*INSTRUCTIONS TO FOLLOW*. Everything from the line containing "the car wheel" to the last line of the records must be returned verbatim; nothing else belongs in the output.

(Point placement records)
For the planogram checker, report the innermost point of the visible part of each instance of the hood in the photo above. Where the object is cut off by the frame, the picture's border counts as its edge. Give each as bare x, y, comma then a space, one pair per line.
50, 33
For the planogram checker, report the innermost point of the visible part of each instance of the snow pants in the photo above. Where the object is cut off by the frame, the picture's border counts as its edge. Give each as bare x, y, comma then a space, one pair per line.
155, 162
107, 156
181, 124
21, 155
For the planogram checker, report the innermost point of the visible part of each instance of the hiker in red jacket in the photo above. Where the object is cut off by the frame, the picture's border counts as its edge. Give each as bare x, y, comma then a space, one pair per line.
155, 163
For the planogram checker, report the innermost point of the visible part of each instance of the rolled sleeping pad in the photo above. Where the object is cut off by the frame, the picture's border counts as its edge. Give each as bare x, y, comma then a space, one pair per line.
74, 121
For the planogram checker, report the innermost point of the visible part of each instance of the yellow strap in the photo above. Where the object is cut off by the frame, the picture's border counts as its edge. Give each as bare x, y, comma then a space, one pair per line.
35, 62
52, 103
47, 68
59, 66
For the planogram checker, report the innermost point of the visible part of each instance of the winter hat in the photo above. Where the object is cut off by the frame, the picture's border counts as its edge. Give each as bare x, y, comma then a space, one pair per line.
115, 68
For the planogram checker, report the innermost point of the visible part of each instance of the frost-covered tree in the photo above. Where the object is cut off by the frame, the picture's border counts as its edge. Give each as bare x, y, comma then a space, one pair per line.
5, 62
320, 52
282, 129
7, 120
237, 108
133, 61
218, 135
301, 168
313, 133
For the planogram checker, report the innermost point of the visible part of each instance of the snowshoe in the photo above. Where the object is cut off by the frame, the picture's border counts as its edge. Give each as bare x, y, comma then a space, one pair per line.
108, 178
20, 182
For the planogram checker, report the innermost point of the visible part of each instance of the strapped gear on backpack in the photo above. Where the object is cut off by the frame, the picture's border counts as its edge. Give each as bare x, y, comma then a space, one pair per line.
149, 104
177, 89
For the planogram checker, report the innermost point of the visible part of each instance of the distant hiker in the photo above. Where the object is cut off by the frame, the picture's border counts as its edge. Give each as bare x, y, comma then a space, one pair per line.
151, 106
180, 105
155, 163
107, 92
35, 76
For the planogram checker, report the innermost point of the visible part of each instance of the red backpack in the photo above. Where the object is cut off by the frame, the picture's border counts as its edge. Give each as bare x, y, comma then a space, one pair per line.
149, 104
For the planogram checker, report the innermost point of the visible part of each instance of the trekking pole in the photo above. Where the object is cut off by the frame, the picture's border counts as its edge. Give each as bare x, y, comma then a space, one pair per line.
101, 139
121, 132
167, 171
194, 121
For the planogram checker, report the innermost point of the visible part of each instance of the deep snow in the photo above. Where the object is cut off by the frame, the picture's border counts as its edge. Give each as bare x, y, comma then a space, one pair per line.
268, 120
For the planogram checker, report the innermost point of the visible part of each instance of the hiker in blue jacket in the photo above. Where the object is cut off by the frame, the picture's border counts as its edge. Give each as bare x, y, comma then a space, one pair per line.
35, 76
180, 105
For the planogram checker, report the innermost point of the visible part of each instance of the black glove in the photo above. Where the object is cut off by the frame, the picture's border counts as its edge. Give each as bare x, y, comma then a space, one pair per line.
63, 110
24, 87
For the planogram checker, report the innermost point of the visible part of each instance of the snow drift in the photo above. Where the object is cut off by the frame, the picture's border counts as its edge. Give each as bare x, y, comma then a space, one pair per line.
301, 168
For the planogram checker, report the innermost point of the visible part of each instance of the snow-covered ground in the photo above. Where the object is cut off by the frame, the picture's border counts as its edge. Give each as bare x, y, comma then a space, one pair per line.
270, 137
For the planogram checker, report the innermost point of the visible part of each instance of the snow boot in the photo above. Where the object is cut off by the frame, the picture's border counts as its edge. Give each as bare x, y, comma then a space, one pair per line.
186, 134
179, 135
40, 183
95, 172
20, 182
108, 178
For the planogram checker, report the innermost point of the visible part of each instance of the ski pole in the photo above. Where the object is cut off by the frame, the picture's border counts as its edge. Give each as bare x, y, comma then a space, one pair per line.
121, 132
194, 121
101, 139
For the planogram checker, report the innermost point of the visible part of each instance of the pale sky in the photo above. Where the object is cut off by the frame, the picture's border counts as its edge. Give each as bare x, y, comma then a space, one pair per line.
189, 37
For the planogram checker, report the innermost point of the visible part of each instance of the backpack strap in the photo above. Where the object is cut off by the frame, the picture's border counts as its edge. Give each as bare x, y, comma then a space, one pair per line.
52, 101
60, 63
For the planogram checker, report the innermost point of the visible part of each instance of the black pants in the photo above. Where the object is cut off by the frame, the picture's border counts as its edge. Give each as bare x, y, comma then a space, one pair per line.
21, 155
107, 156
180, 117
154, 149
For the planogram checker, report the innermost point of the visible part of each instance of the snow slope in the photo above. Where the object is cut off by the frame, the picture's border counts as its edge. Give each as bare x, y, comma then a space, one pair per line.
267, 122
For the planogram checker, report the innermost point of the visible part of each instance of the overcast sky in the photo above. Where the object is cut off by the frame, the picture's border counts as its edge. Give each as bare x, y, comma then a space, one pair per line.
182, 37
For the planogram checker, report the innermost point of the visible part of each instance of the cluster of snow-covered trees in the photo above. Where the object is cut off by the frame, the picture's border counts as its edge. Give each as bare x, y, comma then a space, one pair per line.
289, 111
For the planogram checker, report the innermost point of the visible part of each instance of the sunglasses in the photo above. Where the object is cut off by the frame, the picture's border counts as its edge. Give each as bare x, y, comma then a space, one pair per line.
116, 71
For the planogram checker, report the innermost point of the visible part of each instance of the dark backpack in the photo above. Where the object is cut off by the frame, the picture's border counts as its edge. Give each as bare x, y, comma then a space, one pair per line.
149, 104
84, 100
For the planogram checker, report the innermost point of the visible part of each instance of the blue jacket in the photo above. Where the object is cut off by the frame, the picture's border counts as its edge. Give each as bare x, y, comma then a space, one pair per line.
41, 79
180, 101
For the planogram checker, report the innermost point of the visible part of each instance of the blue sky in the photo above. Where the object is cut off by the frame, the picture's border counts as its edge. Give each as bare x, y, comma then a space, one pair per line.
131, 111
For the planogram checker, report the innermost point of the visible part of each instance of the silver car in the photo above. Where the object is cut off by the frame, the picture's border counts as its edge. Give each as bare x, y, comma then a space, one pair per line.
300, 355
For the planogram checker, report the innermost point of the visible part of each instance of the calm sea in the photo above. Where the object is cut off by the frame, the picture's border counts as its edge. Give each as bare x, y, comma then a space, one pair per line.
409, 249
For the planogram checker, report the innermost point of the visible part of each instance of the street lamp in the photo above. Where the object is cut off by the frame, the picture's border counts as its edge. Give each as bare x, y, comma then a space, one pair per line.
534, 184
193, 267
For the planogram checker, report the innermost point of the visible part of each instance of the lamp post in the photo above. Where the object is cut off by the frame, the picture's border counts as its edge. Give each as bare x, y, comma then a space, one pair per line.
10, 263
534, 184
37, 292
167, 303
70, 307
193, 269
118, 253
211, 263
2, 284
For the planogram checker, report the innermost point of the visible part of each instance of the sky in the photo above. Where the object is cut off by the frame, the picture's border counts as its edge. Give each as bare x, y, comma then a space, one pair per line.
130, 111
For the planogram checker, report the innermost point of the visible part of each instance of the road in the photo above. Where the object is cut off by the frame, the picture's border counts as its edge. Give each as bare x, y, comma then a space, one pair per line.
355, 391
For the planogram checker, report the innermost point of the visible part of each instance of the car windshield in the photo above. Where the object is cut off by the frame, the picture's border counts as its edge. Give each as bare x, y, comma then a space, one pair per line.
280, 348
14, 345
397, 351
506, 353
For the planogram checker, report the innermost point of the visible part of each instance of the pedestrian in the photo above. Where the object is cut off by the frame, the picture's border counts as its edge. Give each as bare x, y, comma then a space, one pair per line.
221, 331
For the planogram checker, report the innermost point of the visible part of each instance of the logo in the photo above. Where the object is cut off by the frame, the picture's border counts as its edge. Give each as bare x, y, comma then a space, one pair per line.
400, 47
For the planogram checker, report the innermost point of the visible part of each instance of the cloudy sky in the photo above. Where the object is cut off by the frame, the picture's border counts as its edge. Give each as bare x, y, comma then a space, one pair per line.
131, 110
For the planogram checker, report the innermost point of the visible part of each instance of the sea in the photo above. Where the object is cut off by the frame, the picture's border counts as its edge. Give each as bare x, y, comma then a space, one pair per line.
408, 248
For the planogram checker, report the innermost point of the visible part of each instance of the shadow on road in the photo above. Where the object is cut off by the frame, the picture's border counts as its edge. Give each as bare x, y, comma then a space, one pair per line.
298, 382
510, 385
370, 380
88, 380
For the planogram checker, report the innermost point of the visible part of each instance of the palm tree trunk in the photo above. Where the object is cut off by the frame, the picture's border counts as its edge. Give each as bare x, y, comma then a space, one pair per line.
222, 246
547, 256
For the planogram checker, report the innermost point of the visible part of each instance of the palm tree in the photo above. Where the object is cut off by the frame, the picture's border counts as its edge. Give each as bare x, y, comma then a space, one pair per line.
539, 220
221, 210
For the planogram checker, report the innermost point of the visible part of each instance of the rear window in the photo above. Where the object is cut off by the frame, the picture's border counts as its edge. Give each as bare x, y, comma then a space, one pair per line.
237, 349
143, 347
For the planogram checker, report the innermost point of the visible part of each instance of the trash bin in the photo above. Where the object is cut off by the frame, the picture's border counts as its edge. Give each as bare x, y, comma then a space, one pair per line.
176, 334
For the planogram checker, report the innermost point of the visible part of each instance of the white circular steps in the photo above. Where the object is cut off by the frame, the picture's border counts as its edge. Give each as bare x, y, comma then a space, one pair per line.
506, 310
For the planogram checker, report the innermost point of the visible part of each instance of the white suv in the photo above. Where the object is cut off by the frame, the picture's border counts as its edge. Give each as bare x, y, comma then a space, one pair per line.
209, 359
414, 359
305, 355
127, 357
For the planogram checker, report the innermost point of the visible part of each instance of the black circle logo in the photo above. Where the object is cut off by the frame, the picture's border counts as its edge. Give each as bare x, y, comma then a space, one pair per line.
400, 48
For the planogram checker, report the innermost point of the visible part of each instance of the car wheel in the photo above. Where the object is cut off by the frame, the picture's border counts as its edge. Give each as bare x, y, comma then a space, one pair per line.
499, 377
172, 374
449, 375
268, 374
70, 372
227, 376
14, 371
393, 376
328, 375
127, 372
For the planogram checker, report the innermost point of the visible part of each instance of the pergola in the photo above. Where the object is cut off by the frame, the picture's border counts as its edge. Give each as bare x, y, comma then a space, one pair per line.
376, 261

*SOLUTION TO THE PROBLEM*.
For the planogram checker, report the innermost point of the visible part of each instance of the car wheel in the photo above. Where the object is cut off by the frame, the picture's border counts as its edge. Give each as bare x, y, comma then a space, one pair per line.
499, 377
172, 374
449, 375
268, 374
70, 372
227, 376
14, 371
393, 376
328, 375
127, 372
For the planogram checker, report the innermost point of the visible part of each instance of the pergola in the photo above. Where the object is cut off by the frame, the picture's border counts as its edge. Give each as bare x, y, comma then a space, one pair per line.
376, 261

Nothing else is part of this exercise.